**Selected passage**:
○ ○ ○

This great picture popped up on my Facebook timeline today. It was taken only two years ago when Naya was in "remission". She was so happy to go to on a science field trip, see her friends and have a good day. Look at that smile. I love it, and I really miss it. Sometimes it feels like yesterday, and then other times it feels like another lifetime.
Today is the three year anniversary of the day that I took Naya to the ER. The day I fired her incompetent pediatrician. The unthinkable day that Hank and I learned she had a brain tumor. I remember and forget a lot about that night and the following day. I took Naya to the ER, and on the way to the ER, I vividly remember telling her how lucky we were to be healthy, and she would be okay. To this day, I feel like I lied to her. I just didn't know. I remember the heavy traffic, heavy rain, talking to my friend Patti about her future husband. I remember Naya asking Patti about her date and laughing even though she had a pounding headache. I also remember opening the window so Naya could throw up outside.

○ ○ ○

**Records shown**:
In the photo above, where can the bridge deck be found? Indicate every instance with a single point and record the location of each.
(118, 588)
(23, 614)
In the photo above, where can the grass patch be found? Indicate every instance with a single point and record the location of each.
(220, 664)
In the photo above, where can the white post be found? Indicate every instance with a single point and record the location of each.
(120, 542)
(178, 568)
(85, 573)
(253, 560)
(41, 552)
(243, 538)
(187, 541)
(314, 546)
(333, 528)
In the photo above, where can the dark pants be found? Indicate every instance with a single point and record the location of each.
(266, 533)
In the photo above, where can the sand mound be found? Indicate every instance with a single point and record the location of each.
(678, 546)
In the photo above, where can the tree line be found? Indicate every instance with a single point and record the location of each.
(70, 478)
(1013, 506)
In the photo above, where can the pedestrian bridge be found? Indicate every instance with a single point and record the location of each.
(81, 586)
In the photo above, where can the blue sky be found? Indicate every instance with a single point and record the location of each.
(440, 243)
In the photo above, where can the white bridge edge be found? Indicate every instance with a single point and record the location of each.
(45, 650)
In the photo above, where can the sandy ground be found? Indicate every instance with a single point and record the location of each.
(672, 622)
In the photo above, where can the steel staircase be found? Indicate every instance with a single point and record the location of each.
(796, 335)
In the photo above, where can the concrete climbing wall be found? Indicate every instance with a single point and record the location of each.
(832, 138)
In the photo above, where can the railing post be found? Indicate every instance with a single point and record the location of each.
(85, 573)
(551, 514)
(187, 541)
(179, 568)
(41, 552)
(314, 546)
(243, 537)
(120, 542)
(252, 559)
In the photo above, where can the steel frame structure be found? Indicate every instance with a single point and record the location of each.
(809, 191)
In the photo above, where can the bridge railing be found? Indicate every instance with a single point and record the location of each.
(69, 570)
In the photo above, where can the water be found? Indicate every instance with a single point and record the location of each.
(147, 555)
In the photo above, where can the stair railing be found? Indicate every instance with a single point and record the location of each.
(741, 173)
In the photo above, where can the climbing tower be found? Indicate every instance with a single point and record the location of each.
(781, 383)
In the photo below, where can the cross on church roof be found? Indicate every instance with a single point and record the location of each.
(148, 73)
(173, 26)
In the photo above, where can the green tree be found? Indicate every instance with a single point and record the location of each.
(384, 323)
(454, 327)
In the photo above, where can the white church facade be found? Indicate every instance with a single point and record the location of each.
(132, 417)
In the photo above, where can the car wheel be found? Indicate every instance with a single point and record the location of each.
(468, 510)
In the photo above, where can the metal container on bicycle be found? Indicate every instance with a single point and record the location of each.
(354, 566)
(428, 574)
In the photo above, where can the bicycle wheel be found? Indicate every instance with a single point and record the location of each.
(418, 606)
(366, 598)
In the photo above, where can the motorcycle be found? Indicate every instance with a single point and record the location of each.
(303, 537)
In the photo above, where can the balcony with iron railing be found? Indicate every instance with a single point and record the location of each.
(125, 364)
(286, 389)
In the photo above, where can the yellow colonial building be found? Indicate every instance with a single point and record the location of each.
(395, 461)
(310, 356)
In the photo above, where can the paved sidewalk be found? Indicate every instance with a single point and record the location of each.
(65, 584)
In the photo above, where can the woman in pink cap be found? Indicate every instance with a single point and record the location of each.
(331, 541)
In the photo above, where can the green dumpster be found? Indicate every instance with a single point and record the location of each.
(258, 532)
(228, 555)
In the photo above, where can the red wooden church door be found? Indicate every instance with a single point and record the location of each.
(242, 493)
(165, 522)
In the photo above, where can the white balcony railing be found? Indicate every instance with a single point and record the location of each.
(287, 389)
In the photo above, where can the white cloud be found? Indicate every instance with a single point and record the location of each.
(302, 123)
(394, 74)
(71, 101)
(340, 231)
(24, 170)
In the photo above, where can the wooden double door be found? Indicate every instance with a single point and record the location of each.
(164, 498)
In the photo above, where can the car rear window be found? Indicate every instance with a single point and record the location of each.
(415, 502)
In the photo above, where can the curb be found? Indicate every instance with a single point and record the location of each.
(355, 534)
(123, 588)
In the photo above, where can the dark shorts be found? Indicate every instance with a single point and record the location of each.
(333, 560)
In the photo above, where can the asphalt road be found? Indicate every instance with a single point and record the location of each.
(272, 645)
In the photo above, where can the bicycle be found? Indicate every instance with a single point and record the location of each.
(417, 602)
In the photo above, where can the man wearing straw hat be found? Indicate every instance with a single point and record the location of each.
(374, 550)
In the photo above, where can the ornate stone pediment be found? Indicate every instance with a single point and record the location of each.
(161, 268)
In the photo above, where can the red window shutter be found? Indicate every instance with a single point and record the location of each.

○ ○ ○

**Assignment 1**: In the passage about Naya, what did the writer do with the pediatrician on the day of the ER visit?
**Assignment 2**: Please continue the passage about Naya, starting after its final sentence.

**Answer 1**: The writer fired Naya's pediatrician.

**Answer 2**:
We got to the ER, and within 5 minutes, the triage nurse realized Naya needed immediate attention. She told us to "fire" our pediatrician; I told her that I had already done so. I was feeling great, like I was some kind of genius. In reality, I was a fool.
Within minutes, tests started. The young Fellow told us they wanted to do a cat scan to rule out the "really scary stuff". She probably never found "scary stuff" in the ER, so it was a passing, but stupid, comment. I'm sure at the time she had no idea that Naya had a deadly brain cancer that had already spread to her spine. Neither did we.
We went to get something to eat when we ran into the ER attendee on call. She said they had tests back and we should get back. I could see in her eyes something was very wrong. The next thing I remember is the Fellow neurosurgeon meeting with us after midnight, after the MRI, to tell us our daughter had at least three lesions (code for cancer) and needed brain surgery immediately. We didn't have a choice. We gave consent to complete strangers to open up our daughter's head. I remember he downplayed cancer, making us think if Naya had cancer, it was easy to treat. I'm not kidding. Another foolish statement.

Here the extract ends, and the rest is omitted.